**Task statement**
The answer must be every line from the entries below that contains "target".

(Dataset entries)
------------------------------------------------------------------------

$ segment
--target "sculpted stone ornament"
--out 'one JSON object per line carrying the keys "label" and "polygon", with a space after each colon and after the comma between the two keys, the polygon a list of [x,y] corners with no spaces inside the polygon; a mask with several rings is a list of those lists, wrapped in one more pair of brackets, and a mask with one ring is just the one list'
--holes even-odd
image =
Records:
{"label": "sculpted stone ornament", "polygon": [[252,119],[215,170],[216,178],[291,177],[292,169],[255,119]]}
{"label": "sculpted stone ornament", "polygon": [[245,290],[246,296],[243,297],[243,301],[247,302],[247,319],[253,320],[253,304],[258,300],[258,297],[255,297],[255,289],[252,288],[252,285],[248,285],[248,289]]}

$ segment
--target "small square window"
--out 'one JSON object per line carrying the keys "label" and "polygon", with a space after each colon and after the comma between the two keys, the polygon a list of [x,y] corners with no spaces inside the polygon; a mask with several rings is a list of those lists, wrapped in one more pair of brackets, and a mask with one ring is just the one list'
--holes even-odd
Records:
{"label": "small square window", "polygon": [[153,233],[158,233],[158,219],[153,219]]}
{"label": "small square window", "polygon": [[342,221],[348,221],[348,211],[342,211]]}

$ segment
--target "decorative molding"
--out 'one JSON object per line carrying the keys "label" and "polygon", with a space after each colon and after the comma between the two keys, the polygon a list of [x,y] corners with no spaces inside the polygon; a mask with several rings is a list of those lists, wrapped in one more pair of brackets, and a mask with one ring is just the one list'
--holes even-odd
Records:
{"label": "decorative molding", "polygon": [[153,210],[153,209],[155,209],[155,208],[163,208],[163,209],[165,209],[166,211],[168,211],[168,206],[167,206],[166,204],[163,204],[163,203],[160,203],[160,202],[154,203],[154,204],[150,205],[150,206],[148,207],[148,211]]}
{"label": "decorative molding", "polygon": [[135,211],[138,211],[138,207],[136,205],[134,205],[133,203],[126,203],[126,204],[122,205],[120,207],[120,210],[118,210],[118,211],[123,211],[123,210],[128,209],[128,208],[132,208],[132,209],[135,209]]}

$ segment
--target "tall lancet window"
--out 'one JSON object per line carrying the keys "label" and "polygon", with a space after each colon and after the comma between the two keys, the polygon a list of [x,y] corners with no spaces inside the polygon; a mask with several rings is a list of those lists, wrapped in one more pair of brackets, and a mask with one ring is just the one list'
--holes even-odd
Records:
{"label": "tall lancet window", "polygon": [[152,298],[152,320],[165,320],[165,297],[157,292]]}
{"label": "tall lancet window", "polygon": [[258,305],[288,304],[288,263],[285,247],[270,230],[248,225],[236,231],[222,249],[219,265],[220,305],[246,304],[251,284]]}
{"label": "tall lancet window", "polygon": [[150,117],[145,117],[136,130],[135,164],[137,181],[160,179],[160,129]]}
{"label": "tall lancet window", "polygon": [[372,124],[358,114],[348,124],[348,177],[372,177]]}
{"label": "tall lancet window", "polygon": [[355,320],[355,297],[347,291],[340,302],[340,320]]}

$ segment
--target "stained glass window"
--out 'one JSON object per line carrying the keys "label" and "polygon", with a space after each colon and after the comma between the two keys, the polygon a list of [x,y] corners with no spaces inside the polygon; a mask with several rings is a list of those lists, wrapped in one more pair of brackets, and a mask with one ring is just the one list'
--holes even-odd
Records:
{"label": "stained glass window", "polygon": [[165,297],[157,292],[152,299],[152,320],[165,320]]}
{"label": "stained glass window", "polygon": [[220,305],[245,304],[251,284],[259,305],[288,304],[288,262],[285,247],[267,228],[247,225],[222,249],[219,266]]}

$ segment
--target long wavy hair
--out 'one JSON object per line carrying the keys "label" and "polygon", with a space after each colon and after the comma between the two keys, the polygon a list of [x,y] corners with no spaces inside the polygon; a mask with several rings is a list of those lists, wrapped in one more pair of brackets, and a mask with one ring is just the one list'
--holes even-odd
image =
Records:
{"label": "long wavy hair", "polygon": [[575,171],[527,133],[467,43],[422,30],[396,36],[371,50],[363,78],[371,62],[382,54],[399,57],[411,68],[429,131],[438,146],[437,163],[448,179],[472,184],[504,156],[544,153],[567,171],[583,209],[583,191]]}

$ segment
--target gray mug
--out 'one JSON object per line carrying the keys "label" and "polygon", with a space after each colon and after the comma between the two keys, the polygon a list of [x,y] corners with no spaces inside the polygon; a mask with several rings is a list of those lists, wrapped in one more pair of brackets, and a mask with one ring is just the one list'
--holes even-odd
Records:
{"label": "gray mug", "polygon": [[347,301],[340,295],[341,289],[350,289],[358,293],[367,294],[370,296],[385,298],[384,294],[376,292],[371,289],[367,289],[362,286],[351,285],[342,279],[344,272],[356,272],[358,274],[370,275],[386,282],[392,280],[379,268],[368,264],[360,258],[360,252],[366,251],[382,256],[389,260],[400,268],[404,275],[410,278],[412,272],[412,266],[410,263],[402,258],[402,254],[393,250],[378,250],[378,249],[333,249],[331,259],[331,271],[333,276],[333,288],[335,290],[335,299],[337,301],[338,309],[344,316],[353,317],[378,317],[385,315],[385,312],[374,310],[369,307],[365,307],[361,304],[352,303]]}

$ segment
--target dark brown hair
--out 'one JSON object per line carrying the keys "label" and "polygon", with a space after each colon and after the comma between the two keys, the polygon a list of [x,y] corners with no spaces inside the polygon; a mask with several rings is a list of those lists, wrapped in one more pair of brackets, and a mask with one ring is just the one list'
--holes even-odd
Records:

------------------------------------------------------------------------

**Exercise output**
--target "sculpted stone ornament"
--target "small square window"
--target "decorative molding"
--target "tall lancet window"
--target "stained glass window"
--target long wavy hair
--target gray mug
--target dark brown hair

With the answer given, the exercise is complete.